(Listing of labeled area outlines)
----

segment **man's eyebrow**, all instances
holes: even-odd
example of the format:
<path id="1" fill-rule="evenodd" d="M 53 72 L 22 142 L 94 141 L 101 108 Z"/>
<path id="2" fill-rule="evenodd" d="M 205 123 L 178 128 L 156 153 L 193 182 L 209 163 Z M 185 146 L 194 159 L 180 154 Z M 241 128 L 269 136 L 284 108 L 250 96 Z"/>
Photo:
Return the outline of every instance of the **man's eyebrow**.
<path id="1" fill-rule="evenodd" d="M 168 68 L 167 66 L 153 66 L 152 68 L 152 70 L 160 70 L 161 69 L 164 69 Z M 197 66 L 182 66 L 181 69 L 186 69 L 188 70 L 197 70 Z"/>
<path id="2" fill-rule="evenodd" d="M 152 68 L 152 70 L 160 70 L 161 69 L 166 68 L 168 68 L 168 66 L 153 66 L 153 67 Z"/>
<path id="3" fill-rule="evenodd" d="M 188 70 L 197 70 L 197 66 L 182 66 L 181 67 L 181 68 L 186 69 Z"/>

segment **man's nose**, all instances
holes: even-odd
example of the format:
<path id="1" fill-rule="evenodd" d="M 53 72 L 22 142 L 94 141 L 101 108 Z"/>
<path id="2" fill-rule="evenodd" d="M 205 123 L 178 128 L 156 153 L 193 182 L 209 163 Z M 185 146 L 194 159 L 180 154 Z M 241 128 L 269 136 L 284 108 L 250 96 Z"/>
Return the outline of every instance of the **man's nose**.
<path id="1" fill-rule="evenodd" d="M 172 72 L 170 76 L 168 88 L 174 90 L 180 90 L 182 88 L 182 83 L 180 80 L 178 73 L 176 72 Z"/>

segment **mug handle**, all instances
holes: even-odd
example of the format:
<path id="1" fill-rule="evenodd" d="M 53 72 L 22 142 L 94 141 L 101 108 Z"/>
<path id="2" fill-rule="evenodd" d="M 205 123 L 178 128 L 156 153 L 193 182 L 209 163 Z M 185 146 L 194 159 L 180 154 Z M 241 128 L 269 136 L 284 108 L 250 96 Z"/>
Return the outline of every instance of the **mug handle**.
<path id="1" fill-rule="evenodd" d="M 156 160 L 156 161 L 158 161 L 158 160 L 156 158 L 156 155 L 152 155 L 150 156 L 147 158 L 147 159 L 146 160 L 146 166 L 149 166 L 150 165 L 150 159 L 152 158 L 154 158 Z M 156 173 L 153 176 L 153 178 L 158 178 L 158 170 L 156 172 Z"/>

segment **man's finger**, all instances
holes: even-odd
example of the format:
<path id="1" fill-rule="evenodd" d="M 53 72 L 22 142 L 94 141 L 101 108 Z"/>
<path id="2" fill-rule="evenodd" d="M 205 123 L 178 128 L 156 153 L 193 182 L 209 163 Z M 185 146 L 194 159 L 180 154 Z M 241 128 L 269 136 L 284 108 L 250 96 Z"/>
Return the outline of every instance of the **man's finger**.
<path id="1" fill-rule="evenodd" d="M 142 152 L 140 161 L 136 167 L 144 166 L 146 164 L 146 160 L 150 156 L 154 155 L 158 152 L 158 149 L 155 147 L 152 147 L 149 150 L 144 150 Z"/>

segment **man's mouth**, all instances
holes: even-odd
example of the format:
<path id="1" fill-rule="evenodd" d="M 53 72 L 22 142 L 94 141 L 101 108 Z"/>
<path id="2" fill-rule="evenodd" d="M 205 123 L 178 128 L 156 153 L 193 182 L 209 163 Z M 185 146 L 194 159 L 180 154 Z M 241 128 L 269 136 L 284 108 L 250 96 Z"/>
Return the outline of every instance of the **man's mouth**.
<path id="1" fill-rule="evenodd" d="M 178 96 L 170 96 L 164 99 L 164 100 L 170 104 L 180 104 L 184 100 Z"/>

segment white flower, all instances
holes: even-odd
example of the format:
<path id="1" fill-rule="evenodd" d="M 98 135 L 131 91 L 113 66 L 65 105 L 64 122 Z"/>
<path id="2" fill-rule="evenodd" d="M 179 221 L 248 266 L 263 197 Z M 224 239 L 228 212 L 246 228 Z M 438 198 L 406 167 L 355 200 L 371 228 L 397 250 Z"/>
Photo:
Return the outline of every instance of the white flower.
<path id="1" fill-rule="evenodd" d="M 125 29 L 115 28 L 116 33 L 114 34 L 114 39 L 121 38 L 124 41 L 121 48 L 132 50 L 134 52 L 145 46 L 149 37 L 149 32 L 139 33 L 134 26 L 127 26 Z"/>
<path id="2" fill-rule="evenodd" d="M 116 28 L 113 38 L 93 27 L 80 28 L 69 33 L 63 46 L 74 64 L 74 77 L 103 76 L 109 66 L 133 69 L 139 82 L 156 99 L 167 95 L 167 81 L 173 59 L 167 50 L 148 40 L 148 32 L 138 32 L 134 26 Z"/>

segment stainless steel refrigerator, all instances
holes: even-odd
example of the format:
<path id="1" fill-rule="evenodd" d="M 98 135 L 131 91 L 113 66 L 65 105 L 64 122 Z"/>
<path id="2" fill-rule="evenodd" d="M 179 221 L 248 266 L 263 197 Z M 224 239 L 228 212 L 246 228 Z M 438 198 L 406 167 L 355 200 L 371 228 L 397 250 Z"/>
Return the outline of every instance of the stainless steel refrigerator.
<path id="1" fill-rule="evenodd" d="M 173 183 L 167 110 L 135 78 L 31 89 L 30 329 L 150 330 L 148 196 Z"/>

----

In the part of the listing that opens with the line containing "segment **man's nose**, all instances" and closes with the line containing "156 160 L 156", replace "Return" with "Provide" and leave everything else unchanged. Give only those lines.

▸ **REPLY**
segment **man's nose**, all instances
holes: even-odd
example of the format:
<path id="1" fill-rule="evenodd" d="M 53 72 L 22 142 L 94 141 L 101 108 Z"/>
<path id="2" fill-rule="evenodd" d="M 205 123 L 178 128 L 156 153 L 193 182 L 209 163 Z M 185 146 L 194 159 L 180 154 Z M 241 128 L 269 136 L 284 108 L 250 96 Z"/>
Provide the outline of every instance of the **man's nose**.
<path id="1" fill-rule="evenodd" d="M 172 72 L 170 76 L 168 88 L 174 90 L 180 90 L 182 88 L 182 83 L 180 80 L 178 73 L 176 72 Z"/>

segment **mug handle**, all instances
holes: even-odd
example of the format:
<path id="1" fill-rule="evenodd" d="M 53 72 L 22 142 L 94 141 L 101 108 Z"/>
<path id="2" fill-rule="evenodd" d="M 205 123 L 178 128 L 156 153 L 193 182 L 209 163 Z M 185 146 L 194 159 L 180 154 Z M 241 128 L 269 136 L 284 108 L 250 96 Z"/>
Provide the outline of every instance of the **mug handle**.
<path id="1" fill-rule="evenodd" d="M 156 160 L 156 161 L 158 161 L 158 160 L 156 158 L 156 155 L 152 155 L 150 156 L 147 158 L 147 159 L 146 160 L 146 166 L 149 166 L 150 165 L 150 159 L 152 158 L 154 158 Z M 156 173 L 153 176 L 153 178 L 158 178 L 158 170 L 156 172 Z"/>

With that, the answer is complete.